- [EXCERPT PROVIDED]

Do you think that you should have been required to submit a
report to the Attorney General at the conclusion of your
investigation explaining the prosecutions or the decision not
Mr. Fitzgerald. I have already answered this, so I can tell
you I was not required to by--there was no statute in effect--
and I think in terms of if you are asking submitting a report
to the Attorney General, the Attorney General was recused and
because a charge resulted, I think people learned a fair amount
about what we did; they didn't learn everything.
But if you are talking about a public report, that was not
provided for, and I actually believe and I have said it before,
I think that is appropriate. I think that when a grand jury is
used in an investigation, as it was in that case, we both
expect everyone to come forward and cooperate with the grand
jury, we expect them to be fully candid, and in fact, that is
what led to a prosecution, when someone lied under oath to the
grand jury. But we owe it back to people to respect the secrecy
of the grand jury, and you can't tell people, ``Come into the
grand jury, it will remain secret,'' and then later, when
people want you to explain what it is that you did, pull back
the cloak of secrecy.
I think we have to--when we go down that road, we have to
follow through the rules. So we did not reveal anything that
had not otherwise been revealed. So I don't think a public
report was allowed, and I don't think it should have been
Ms. Sanchez. Do you think a report to Congress is something
that would be prudent in order to increase transparency, or do
you think that that would be a bad idea as well?
Mr. Fitzgerald. Well, I don't want to speak outside my lane
again. I fully recognize that the Congress has an appropriate
role to play in oversight. I also recognize that the executive
branch has to have space within which it can do business and
confer amongst itself. And I also think there has to be an
ability for prosecutors to make prosecutive decisions knowing
that the discussion stays behind closed doors, and also knowing
that the grand jury rules, which prohibit sharing of grand jury
information that is not otherwise public, are not violated. So
I see the concerns on both sides.
I know, just from my narrow point of view, we can't break
the grand jury rules and do something that is not authorized.

- [GOAL 1] Revise the portion of the hearing testimony starting with "But if you are" and going on through "cloak of secrecy.", putting "confidentiality" wherever "secrecy" appears.
- [GOAL 2]
Answer these questions using the hearing testimony:
(a) Who was recused?
(b) What led to a prosecution?
(c) What do the grand jury rules prohibit?
The data that comes next is not needed.

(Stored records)

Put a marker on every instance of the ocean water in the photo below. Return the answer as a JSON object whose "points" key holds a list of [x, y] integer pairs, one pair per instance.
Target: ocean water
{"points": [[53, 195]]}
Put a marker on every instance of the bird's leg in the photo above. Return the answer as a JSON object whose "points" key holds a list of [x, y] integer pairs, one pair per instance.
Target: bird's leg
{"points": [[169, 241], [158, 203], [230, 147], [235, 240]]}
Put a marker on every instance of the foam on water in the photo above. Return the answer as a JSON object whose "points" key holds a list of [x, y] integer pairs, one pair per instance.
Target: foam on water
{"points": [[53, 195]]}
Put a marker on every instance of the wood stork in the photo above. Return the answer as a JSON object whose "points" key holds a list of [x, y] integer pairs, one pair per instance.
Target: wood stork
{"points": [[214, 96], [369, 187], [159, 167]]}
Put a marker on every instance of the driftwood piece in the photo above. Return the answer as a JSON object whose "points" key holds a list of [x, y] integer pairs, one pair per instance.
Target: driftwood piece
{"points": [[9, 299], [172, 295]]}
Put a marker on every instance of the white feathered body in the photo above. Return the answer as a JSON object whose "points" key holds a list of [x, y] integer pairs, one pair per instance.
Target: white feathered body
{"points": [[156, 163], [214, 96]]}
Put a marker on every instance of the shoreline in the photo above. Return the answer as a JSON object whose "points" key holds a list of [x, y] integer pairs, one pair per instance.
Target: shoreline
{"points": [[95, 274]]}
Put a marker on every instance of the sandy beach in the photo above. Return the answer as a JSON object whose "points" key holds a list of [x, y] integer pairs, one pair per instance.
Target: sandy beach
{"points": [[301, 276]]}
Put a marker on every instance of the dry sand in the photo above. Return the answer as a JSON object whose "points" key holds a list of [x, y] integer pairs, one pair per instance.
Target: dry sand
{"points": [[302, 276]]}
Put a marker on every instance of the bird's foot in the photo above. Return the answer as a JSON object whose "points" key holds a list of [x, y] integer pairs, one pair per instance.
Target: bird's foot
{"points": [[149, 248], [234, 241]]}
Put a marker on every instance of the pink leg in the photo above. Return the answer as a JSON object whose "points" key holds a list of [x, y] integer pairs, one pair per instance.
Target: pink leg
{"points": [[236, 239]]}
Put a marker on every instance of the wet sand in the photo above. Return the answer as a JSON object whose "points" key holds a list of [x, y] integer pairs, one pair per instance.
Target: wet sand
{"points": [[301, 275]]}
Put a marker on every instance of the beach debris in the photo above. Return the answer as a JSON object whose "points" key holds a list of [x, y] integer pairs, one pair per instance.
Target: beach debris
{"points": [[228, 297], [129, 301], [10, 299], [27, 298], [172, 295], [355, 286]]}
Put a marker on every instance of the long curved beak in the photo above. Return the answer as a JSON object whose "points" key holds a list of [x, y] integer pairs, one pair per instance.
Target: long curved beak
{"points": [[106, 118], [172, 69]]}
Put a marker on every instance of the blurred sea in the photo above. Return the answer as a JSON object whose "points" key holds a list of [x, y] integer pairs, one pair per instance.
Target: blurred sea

- [EXERCISE RESULT 1]
But if you are talking about a public report, that was not
provided for, and I actually believe and I have said it before,
I think that is appropriate. I think that when a grand jury is
used in an investigation, as it was in that case, we both
expect everyone to come forward and cooperate with the grand
jury, we expect them to be fully candid, and in fact, that is
what led to a prosecution, when someone lied under oath to the
grand jury. But we owe it back to people to respect the confidentiality
of the grand jury, and you can't tell people, ``Come into the
grand jury, it will remain secret,'' and then later, when
people want you to explain what it is that you did, pull back
the cloak of confidentiality.

- [EXERCISE RESULT 2]
(a) The Attorney General.
(b) Someone lied under oath to the grand jury.
(c) Sharing grand jury information that is not otherwise public.